Pesantren Khalafi, yaitu Seiring dinamika zaman, banyak pesantren yang sistem pendidikan asalnya salaf berubah total menjadi pesantren modern. Ciri khas pesantren modern adalah prioritas pendidikan pada sistem sekolah formal dan penekanan bahasa Arab modern (lebih spesifik pada speaking/muhawarah). Sistem pengajian kitab kuning, baik pengajian sorogan wetonan maupun madrasah diniyah, ditinggalkan sama sekali. Atau minimal kalau ada, tidak wajib diikuti. Walaupun demikian, secara kultural tetap mempertahankan ke-NU-annya seperti tahlilan, qunut, yasinan, dll.
Pondok pesantren Modern memiliki konotasi yang bermacam-macam. Tidak ada definisi dan kriteria pasti tentang ponpes seperti apa yang memenuhi atau patut disebut dengan pesantren 'modern'. Namun demikian, beberapa unsur yang menjadi ciri khas pondok pesantren modern adalah sebagai berikut:
Penekanan pada bahasa Arab percakapan
Memakai buku-buku literatur bahasa Arab kontemporer (bukan klasik/kitab kuning)
Memiliki sekolah formal di bawah kurikulum Diknas dan/atau Kemenag
Tidak lagi memakai sistem pengajian tradisional seperti sorogan, wetonan, dan bandongan.
Kriteria-kriteria di atas belum tentu terpenuhi semua pada sebuah pesantren yang mengklaim modern. Pondok modern Gontor, inventor dari istilah pondok modern, umpamanya, yang ciri modern-nya terletak pada penggunaan bahasa Arab kontemporer (percakapan) secara aktif dan cara berpakaian yang meniru Barat. Tapi, tidak memiliki sekolah formal yang kurikulumnya diakui pemerintah.

● PETUNJUK TUGAS:
**a.** Tentukan apakah setiap pernyataan berikut sesuai dengan kutipan tentang pesantren modern. Jawab ya atau tidak, lalu kutip kata-kata kutipan yang menjadi penentunya: (i) Pesantren modern secara kultural tetap mempertahankan tradisi seperti tahlilan dan qunut. (ii) Ada definisi pasti tentang pesantren yang patut disebut modern. (iii) Pondok modern Gontor memiliki sekolah formal yang kurikulumnya diakui pemerintah.
**b.** Menurut kutipan tentang pesantren modern, pondok mana yang disebut sebagai inventor istilah pondok modern?
**c.** Lanjutkan kutipan tentang pesantren modern, mulai setelah kalimat terakhir yang ditampilkan.

● DAFTAR ITEM:
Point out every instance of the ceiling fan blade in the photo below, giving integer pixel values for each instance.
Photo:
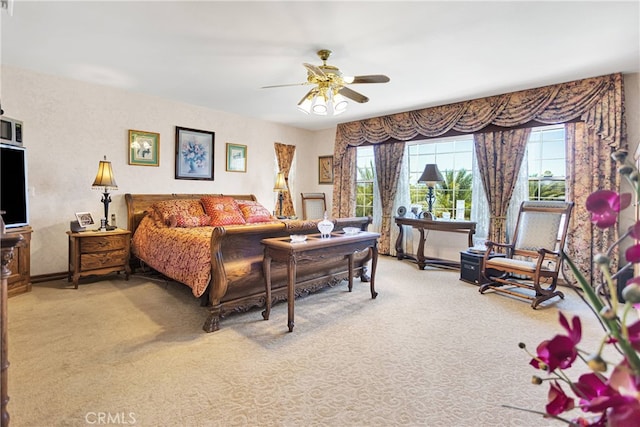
(314, 69)
(291, 84)
(353, 95)
(373, 78)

● HASIL AKHIR:
**a.**
(i) Ya: "secara kultural tetap mempertahankan ke-NU-annya seperti tahlilan, qunut, yasinan, dll."
(ii) Tidak: "Tidak ada definisi dan kriteria pasti tentang ponpes seperti apa yang memenuhi atau patut disebut dengan pesantren 'modern'."
(iii) Tidak: "Tapi, tidak memiliki sekolah formal yang kurikulumnya diakui pemerintah."

**b.** Pondok modern Gontor.

**c.**
Pada era 1970-an, pesantren mengalami perubahan yang sangat signifikan yang tampak dalam beberapa hal. Pertama, peningkatan secara kuantitas terhadap jumlah pesantren. Tercatat di Departemen Agama, bahwa pada tahun 1977, ada 4.195 pesantren dengan jumlah santri sebanyak 667.384 orang. Jumlah tersebut meningkat menjadi 5.661 pesantren dengan 938.397 orang santri pada tahun 1981. kemudian jumlah tersebut menjadi 15.900 pesantren dengan jumlah santri sebanyak 5,9 juta orang pada tahun 1985. Kedua, menyangkut penyelenggaraan pendidikan. Perkembangan bentuk-bentuk pendidikan di pesantren tersebut diklasifikasikan menjadi empat, yaitu:
Pesantren yang menyelenggarakan pendidikan formal dengan menerapkan kurikulum nasional, baik yang hanya memiliki sekolah keagamaan maupun yang juga memiliki sekolah umum.
Pesantren yang hanya mengajarkan ilmu-ilmu pengetahuan agama dalam bentuk Madrasah Diniyah
Pesantren yang hanya sekedar manjadi tempat pengajian
Pesantren yang menyelenggarakan pendidikan keagamaan dalam bentuk Madrasah dan mengajarkan ilmu-ilmu pengetahuan umum meski tidak menerapkan kurikulum nasional.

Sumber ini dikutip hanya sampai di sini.